SET TASK A.
Report, copied in full, every one of the rows below that contains the word "water".
Start of TEXT SEGMENT
[r6rs-discuss] Re: [Formal] formal comment (ports, characters, strings, Unicode)

From: Abdulaziz Ghuloum <aghuloum>
Date: Mon Mar 19 21:13:51 2007

On Mar 19, 2007, at 8:17 PM, MichaelL_at_frogware.com wrote:

> UTF-8 and UTF-16 require one or more code units to represent a given
> scalar value. Since the number of code units depends on the scalar
> value
> being encoded there's no algorithm that maps the i'th scalar value
> to the
> j'th code unit. If you want the i'th scalar value in a UTF-8 or UTF-16
> string you have to search for it. And that, of course, is what
> string-ref
> is, a request for the i'th scalar value (returned as a character).

 From what I understand, UTF-8, UTF-16, and UTF-32 are interchange
formats.
End of TEXT SEGMENT
Start of THE RECORDS
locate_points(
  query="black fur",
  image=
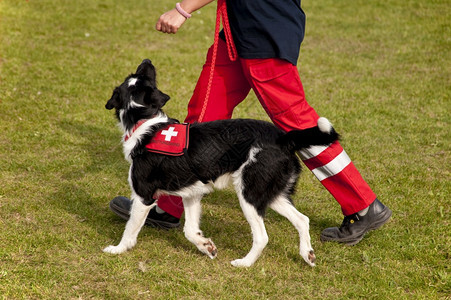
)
(216, 148)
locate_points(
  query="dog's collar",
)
(137, 125)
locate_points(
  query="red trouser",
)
(279, 89)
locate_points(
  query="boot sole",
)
(351, 241)
(124, 214)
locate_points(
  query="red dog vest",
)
(171, 140)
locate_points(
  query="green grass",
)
(380, 70)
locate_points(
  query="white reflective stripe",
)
(333, 167)
(311, 151)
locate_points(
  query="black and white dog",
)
(255, 156)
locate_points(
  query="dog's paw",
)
(209, 248)
(241, 263)
(310, 258)
(115, 249)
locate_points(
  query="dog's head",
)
(138, 96)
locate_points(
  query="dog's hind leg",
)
(191, 228)
(259, 235)
(138, 216)
(283, 206)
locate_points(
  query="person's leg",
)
(279, 90)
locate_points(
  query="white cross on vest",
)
(169, 134)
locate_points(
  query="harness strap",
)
(221, 12)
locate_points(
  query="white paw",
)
(241, 263)
(209, 248)
(115, 249)
(309, 258)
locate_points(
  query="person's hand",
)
(170, 21)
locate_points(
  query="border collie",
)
(255, 156)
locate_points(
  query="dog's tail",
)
(322, 134)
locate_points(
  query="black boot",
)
(355, 226)
(121, 206)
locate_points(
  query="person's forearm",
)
(192, 5)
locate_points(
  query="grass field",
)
(380, 70)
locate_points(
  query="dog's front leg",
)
(138, 216)
(192, 231)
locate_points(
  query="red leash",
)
(221, 12)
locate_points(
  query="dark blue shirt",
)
(267, 28)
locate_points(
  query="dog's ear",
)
(156, 98)
(147, 69)
(161, 98)
(115, 100)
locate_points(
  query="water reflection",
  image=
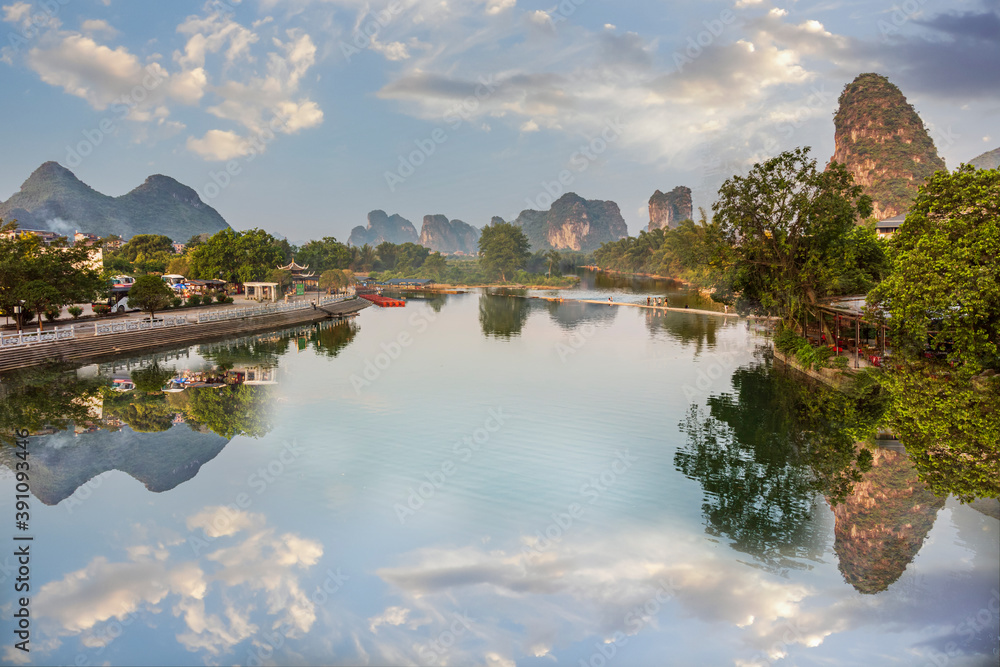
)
(882, 524)
(701, 331)
(571, 314)
(502, 315)
(763, 452)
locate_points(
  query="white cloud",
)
(219, 145)
(93, 26)
(494, 7)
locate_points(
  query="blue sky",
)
(469, 108)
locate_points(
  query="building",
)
(46, 236)
(85, 239)
(886, 228)
(301, 276)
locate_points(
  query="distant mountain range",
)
(573, 223)
(988, 160)
(54, 199)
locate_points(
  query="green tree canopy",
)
(44, 277)
(323, 255)
(503, 249)
(944, 287)
(787, 226)
(149, 293)
(237, 257)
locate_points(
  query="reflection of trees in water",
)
(329, 338)
(46, 396)
(762, 453)
(950, 427)
(571, 314)
(258, 350)
(502, 316)
(699, 330)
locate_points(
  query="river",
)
(480, 479)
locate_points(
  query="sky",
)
(301, 116)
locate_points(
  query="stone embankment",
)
(84, 348)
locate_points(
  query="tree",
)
(237, 257)
(786, 224)
(503, 249)
(944, 287)
(553, 258)
(44, 278)
(149, 293)
(323, 255)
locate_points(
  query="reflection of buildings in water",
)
(258, 375)
(882, 524)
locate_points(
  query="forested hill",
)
(54, 199)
End of THE RECORDS
SET TASK B.
Extend the mailing-list reply above about UTF encodings and string-ref, picking up from its last sentence.

FINAL RESULT A.
  query="water reflection",
  query="reflection of trees in water",
  query="reflection of buildings in water",

FINAL RESULT B.
Unicode text encoded in any one of the formats can be converted to
another
without loss of information (right?). Moreover, the internal
representation
of strings does not have to match the external representation. For
example,
you can read a UTF-32 encoded file into a variable-length buffer to save
some space (sometimes); or alternatively, you can read a UTF-8
encoded file
into a fixed-length buffer to save time on random-access (sometimes).

Is the following a valid summary of the issue?

   The existence of string-ref and string-set! operations seems to imply
   that a variable-length internal representation is not an option and
   a fixed-length representation wastes space and is therefore
inefficient
   (mostly in an ascii-centered world).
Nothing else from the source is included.